• EXERCISE INSTRUCTIONS:
Exactly the lines from the one containing "Target: window pane" through the end of the entries, both ends included, are to be output.

-*-

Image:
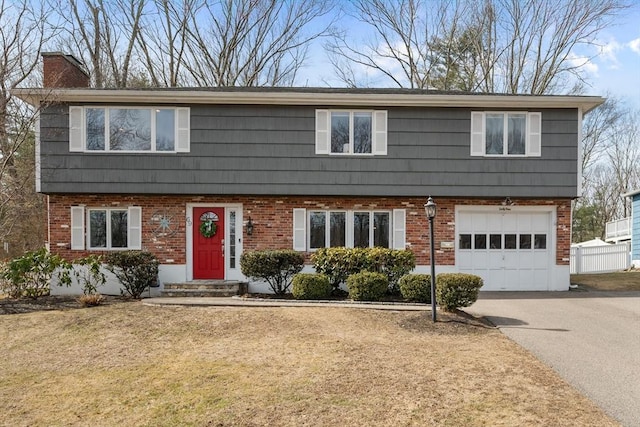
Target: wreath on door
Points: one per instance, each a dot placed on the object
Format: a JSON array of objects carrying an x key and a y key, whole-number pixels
[{"x": 208, "y": 227}]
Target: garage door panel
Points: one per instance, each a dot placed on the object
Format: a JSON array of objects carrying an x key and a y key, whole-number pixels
[{"x": 517, "y": 254}]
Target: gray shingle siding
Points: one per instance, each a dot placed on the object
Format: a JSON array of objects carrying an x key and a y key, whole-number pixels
[{"x": 271, "y": 150}]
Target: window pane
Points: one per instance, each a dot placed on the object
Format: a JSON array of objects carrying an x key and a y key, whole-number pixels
[
  {"x": 118, "y": 229},
  {"x": 232, "y": 239},
  {"x": 381, "y": 229},
  {"x": 480, "y": 241},
  {"x": 517, "y": 127},
  {"x": 338, "y": 221},
  {"x": 465, "y": 241},
  {"x": 98, "y": 229},
  {"x": 339, "y": 132},
  {"x": 95, "y": 128},
  {"x": 362, "y": 132},
  {"x": 495, "y": 134},
  {"x": 165, "y": 130},
  {"x": 525, "y": 241},
  {"x": 317, "y": 230},
  {"x": 130, "y": 129},
  {"x": 540, "y": 241},
  {"x": 361, "y": 229}
]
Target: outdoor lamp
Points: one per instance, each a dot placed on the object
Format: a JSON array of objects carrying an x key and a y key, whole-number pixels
[
  {"x": 430, "y": 210},
  {"x": 249, "y": 227}
]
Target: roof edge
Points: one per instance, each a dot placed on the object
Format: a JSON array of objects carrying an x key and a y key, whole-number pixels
[{"x": 306, "y": 97}]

-*-

• EXPECTED OUTPUT:
Target: window pane
Points: one per instance, each a dot placed on the object
Format: a JSON array of objects carrying an x key and a y key, whole-number pixels
[
  {"x": 118, "y": 229},
  {"x": 232, "y": 239},
  {"x": 381, "y": 229},
  {"x": 480, "y": 241},
  {"x": 517, "y": 127},
  {"x": 338, "y": 221},
  {"x": 465, "y": 241},
  {"x": 98, "y": 229},
  {"x": 339, "y": 132},
  {"x": 95, "y": 128},
  {"x": 362, "y": 132},
  {"x": 495, "y": 134},
  {"x": 165, "y": 130},
  {"x": 525, "y": 241},
  {"x": 317, "y": 230},
  {"x": 130, "y": 129},
  {"x": 540, "y": 241},
  {"x": 361, "y": 229}
]
Target: outdoor lamp
Points: one per instance, each a dot placed on the object
Format: a JSON array of objects carrying an x key and a y key, whole-number pixels
[
  {"x": 430, "y": 210},
  {"x": 249, "y": 227}
]
Target: roof edge
Points: one per instance, each a dot placed on the object
Format: a JSON array of objects carrying an x key and a y key, whole-number pixels
[{"x": 306, "y": 97}]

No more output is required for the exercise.